TASK OBJECTIVE:
Please write out exactly the lines that begin at the line containing "the red tractor" and run to the end of the records.

================

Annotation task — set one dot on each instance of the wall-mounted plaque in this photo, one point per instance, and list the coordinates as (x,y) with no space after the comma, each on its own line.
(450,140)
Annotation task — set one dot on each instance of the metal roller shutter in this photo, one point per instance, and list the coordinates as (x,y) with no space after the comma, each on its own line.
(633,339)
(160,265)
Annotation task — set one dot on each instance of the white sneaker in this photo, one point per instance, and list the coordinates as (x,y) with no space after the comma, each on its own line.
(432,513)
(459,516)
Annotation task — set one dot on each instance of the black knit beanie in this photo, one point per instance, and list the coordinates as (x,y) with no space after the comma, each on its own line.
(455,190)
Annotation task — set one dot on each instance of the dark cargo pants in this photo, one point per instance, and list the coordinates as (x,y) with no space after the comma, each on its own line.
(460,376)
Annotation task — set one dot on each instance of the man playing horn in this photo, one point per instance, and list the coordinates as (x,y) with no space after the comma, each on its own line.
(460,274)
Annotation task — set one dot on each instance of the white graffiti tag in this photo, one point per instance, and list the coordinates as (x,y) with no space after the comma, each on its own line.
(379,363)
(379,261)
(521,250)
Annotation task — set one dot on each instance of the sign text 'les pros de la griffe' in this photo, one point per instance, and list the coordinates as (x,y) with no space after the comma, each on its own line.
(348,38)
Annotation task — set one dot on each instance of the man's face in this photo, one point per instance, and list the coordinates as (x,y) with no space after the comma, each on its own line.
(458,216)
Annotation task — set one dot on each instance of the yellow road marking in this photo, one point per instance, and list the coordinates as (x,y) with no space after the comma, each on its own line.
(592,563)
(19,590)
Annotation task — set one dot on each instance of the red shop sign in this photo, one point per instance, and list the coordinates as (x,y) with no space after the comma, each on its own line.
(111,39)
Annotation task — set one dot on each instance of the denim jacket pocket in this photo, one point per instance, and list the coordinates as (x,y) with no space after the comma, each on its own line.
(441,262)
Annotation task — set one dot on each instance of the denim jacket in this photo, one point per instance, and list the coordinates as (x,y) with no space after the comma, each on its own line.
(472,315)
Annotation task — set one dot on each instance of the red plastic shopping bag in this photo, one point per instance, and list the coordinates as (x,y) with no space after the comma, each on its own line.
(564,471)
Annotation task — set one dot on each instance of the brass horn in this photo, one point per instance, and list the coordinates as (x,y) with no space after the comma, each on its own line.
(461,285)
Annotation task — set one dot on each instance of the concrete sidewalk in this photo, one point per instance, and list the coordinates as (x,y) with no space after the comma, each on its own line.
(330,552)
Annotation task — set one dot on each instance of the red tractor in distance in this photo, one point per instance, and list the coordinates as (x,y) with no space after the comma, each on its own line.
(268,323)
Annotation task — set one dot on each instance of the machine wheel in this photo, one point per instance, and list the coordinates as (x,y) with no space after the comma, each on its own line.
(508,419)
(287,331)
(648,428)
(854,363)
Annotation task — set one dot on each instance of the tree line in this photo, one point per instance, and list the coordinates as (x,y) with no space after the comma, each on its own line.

================

PROBLEM SOLUTION:
Annotation task — set one dot on each instance of the red tractor in distance in this photo, one point per instance, and list the coordinates as (x,y) with no space after the comma, each on its own line.
(268,323)
Annotation task — set one dot on each instance of the machine wheel in this photo, one point per instance, and list the coordinates as (x,y) with no space after the comma, each on its own line.
(508,419)
(287,331)
(648,428)
(854,363)
Annotation task — set one dot on each instance of the tree line in this photo, one point per instance, and list the coordinates as (x,y) with no space after the comma, each on its own line.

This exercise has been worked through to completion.